● Work to be completed
Your task is to copy every line of this material exactly.

● Records supplied

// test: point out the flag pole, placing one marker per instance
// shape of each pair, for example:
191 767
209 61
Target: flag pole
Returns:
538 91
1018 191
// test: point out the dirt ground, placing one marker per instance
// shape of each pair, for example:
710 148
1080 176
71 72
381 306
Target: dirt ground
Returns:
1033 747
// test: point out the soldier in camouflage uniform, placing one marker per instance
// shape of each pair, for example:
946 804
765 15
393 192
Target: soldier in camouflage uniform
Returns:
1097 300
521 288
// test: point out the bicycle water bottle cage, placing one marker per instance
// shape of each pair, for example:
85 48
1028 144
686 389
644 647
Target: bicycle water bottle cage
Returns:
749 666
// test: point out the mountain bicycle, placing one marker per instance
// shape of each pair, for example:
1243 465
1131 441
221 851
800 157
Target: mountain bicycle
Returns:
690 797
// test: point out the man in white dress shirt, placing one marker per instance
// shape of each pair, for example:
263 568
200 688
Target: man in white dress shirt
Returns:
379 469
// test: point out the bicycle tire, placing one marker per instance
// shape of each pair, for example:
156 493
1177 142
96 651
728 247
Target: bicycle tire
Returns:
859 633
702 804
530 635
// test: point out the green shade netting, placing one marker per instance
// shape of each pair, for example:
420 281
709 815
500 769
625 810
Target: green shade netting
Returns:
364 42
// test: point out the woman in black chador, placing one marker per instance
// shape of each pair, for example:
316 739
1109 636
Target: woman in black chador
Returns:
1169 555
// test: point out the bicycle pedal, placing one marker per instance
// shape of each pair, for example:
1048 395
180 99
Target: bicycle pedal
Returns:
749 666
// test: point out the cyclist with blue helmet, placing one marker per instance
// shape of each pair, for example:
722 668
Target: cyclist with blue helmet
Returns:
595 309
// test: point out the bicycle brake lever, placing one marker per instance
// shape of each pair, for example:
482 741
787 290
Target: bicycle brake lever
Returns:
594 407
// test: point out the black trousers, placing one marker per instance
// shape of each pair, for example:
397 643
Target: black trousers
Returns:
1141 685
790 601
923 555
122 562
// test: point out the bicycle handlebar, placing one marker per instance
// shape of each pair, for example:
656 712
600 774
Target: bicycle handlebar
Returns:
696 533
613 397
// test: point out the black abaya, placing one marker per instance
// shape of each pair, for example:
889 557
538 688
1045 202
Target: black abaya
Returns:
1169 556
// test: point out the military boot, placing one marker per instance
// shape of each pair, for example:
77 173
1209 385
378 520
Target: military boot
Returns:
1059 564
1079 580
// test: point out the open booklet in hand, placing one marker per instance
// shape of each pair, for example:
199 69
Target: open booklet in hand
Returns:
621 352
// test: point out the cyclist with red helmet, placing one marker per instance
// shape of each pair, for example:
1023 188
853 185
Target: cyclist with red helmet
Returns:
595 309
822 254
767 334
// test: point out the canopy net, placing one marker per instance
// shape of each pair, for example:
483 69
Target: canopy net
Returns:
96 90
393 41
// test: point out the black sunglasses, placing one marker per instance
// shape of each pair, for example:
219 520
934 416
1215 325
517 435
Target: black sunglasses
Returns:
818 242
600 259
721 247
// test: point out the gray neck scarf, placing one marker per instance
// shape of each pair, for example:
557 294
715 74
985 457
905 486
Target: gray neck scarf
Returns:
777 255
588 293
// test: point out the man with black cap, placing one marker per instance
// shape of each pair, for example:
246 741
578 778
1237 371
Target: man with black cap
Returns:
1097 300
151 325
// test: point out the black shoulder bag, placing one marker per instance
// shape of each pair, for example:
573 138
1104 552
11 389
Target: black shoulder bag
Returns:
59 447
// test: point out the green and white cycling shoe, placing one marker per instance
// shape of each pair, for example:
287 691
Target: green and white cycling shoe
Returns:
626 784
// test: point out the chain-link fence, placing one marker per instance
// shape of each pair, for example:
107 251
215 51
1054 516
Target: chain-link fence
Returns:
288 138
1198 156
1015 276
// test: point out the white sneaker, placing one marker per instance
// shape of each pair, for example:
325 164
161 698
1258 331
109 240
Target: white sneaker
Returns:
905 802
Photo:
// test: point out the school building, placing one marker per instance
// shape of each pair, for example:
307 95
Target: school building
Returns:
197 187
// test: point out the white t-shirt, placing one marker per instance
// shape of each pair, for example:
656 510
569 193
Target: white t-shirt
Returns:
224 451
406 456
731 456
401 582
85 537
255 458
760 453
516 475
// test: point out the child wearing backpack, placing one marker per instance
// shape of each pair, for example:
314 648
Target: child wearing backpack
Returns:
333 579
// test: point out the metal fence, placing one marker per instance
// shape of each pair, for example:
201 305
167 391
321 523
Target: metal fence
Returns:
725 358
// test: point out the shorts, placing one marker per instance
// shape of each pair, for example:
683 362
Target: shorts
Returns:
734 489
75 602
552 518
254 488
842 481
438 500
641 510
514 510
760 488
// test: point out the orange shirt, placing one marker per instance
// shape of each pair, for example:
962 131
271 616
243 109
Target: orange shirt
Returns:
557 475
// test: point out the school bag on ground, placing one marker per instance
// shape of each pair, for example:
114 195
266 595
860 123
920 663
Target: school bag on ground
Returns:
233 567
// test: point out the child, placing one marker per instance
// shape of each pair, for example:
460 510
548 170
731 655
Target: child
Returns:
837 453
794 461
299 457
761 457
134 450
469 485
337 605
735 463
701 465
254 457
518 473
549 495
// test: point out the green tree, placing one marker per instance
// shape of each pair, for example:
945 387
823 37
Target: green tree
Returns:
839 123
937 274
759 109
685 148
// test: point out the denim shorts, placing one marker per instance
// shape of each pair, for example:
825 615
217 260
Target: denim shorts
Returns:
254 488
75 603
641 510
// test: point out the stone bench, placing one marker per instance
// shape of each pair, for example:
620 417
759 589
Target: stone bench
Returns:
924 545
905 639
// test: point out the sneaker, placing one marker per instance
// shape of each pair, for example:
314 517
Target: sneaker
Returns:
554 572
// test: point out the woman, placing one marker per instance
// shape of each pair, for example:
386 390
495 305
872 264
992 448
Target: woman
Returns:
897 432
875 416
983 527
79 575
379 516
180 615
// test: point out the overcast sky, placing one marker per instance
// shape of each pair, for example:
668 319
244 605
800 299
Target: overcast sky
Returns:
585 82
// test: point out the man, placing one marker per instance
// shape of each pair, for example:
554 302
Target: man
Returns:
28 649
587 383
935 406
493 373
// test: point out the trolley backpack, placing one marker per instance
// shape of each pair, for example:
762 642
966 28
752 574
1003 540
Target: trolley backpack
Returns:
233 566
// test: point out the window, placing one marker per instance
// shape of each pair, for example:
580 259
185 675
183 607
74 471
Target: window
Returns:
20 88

● Answer to the problem
// test: point out the flag pole, placing one marker per instance
// shape of each pair, for example:
191 767
209 61
Target: flag pole
Returns:
538 91
1018 191
// test: point out the dirt ground, placing one marker per instance
// shape of each pair, for example:
710 148
1080 176
71 72
381 306
Target: dirt ground
Returns:
1033 747
// test: point out the soldier in camouflage uniform, placing one marker per instance
// shape of each pair, for example:
946 804
765 15
393 192
Target: soldier in camouflage uniform
Returns:
1097 300
521 288
// test: point out the bicycle water bottle cage, placing one marker per instance
// shape of each pair, for example:
85 48
1028 144
686 389
644 647
Target: bicycle water bottle cage
Returns:
749 666
// test: point out the mountain bicycle, placing one marker per instance
// shape of each pair, for example:
1243 465
1131 441
221 851
800 157
Target: mountain bicycle
Returns:
690 797
// test: point out the man in white dress shirt, placing one marker per instance
// shape of each pair, for example:
263 568
200 688
Target: man in white dress shirt
Returns:
379 469
// test: point out the bicycle tire, placing one marker per instance
// shape of each pair, for example:
156 493
1177 142
96 651
728 247
Target: bicycle tire
Returns:
859 633
702 804
530 635
// test: point out the green shade netting, placing one marker per instance
// shape of each pair, for example:
420 281
709 815
500 769
625 810
Target: green shade netting
Returns:
364 42
// test: point out the woman in black chador, placing one marker per instance
// shape of each pair, for example:
316 739
1109 636
Target: woman in black chador
Returns:
1169 555
// test: point out the bicycle pedal, placing one marker per instance
// shape of each pair, for example:
1048 395
180 99
Target: bicycle pedal
Returns:
749 666
// test: point out the cyclist with blue helmet, placing one marker per instance
// shape of each pair, for example:
722 668
Target: cyclist with blue helmet
Returns:
595 309
// test: point out the bicycle brake lever, placing one marker per instance
// shape of each pair, for example:
482 741
787 290
Target: bicycle brake lever
Returns:
594 407
// test: point out the black trousers, placing one marker per instance
// shape of each pair, for example:
397 643
Target: black trousers
Returns:
1141 685
790 601
923 555
122 562
// test: point out the bicycle handlebar, placing one marker per instance
// shape of each pair, for example:
656 712
600 774
Target: bicycle handlebar
Returns:
696 533
613 397
// test: point out the black abaya, placing one marker per instance
// shape of each pair, for example:
889 557
538 688
1045 202
Target: black abaya
Returns:
1169 556
// test: point out the military boot, placing one marker per instance
// shape of each pair, for example:
77 173
1209 385
378 520
Target: military boot
Returns:
1059 564
1079 580
// test: point out the open booklet in hand, placing one marker per instance
// shape of each pair, for example:
199 69
Target: open booklet in hand
Returns:
621 352
// test: point out the cyclist with red helmet, placing one marker per instance
// shape of each pair, for example:
1023 188
853 185
Target: cyclist with red helmet
Returns:
595 309
822 254
767 334
// test: point out the canopy net, placing one marker per instance
// shape of each pair, for example:
483 69
Target: canopy net
Returns:
96 90
393 41
// test: point out the black sunglasses, placing one marker per instance
// shape of each pair, for example:
219 520
934 416
1215 325
517 435
Target: black sunglasses
Returns:
818 242
600 259
721 247
// test: point out the gray neck scarf, placing one marker per instance
// shape of each pair, for example:
557 294
715 74
985 457
905 486
Target: gray neck scarf
Returns:
777 255
588 293
// test: point out the man with black cap, placing one marker per instance
// shape of each pair, for example:
246 741
578 778
1237 371
Target: man with black cap
Returns:
1097 300
151 325
// test: point out the black shoulder bag, placing one marker per instance
// shape of each pair, for example:
573 138
1104 552
11 389
Target: black shoulder bag
Returns:
59 447
// test: point out the green and white cycling shoe, placing one marker per instance
// shape of each pair, for example:
287 691
Target: green and white cycling shoe
Returns:
626 784
// test: point out the chain-link fence, placing one marker per instance
// shape of each pair, for example:
107 251
215 51
1054 516
Target: chain-link fence
Returns:
288 138
1198 156
1015 276
// test: point out the white sneaker, placing one marker per instance
// shape of each pair, for example:
325 164
161 698
1258 331
109 240
Target: white sneaker
Returns:
905 802
Photo:
// test: point out the school building, placing one marker per instance
// shape of each pair, for example:
307 95
Target: school building
Returns:
197 187
// test: point out the white t-shirt, placing one marker per instance
// shape of each pair, for example:
656 510
569 193
Target: white t-shirt
Returns:
224 451
406 456
731 456
401 582
85 537
255 458
760 453
516 475
// test: point out the child wearing backpack, placing one marker per instance
// shape of each pair, for example:
314 648
Target: child wearing backpack
Returns:
333 579
// test: point out the metal fence, placing one marker per instance
// shape of each pair, for example:
201 305
167 391
321 523
Target: metal fence
Returns:
725 358
// test: point out the shorts, placing one marker per instance
// shape of each pair, for example:
683 362
Target: shorts
Returns:
734 489
75 602
552 518
254 488
842 481
438 500
641 510
514 510
760 488
// test: point out the orange shirt, placing one marker per instance
// shape of each pair, for example:
962 131
271 616
243 109
Target: orange shirt
Returns:
557 475
// test: point out the school bag on ground, placing one marker per instance
// shape of each pair, for example:
114 195
266 595
860 123
920 663
Target: school bag on ground
Returns:
233 567
// test: point out the child, placing one marker per instance
// shape of each pair, for example:
460 510
548 170
731 655
Target: child
Returns:
837 453
794 461
299 457
761 457
134 450
469 485
337 605
735 463
701 465
254 457
518 473
549 495
// test: point out the green tree, placing one marker per instance
// shape of each pair, for example:
945 387
823 37
Target: green tree
Returns:
839 123
937 274
759 109
685 148
// test: point out the denim shorts, placing one marker per instance
// shape of each pair, for example:
825 615
217 260
Target: denim shorts
Returns:
254 488
75 603
641 510
// test: point out the stone bench, placing one marker per instance
// shape of each pair, for example:
620 417
759 589
Target: stone bench
Returns:
924 545
905 639
// test: point out the sneaker, placing one marker per instance
// shape of each pair, for example:
314 517
Target: sneaker
Returns:
554 572
// test: point out the woman, placing one marker per instance
// shape of each pair, for example:
386 390
495 305
872 264
992 448
Target: woman
Returns:
897 432
875 416
983 527
79 575
379 516
180 615
// test: point out the overcast sky, placing one marker per instance
// shape of each pair, for example:
668 319
244 605
800 299
Target: overcast sky
Returns:
585 82
// test: point out the man, placing one marker per instance
// shape of each pair, for example:
554 302
Target: man
Returns:
28 649
587 383
935 406
493 373
// test: point out the trolley backpack, placing one marker per instance
// shape of each pair, for example:
762 642
966 28
752 574
1003 540
Target: trolley backpack
Returns:
233 566
// test: point out the window, placing one marker per instance
// shape of each pair, for example:
580 259
185 675
183 607
74 471
Target: window
Returns:
20 88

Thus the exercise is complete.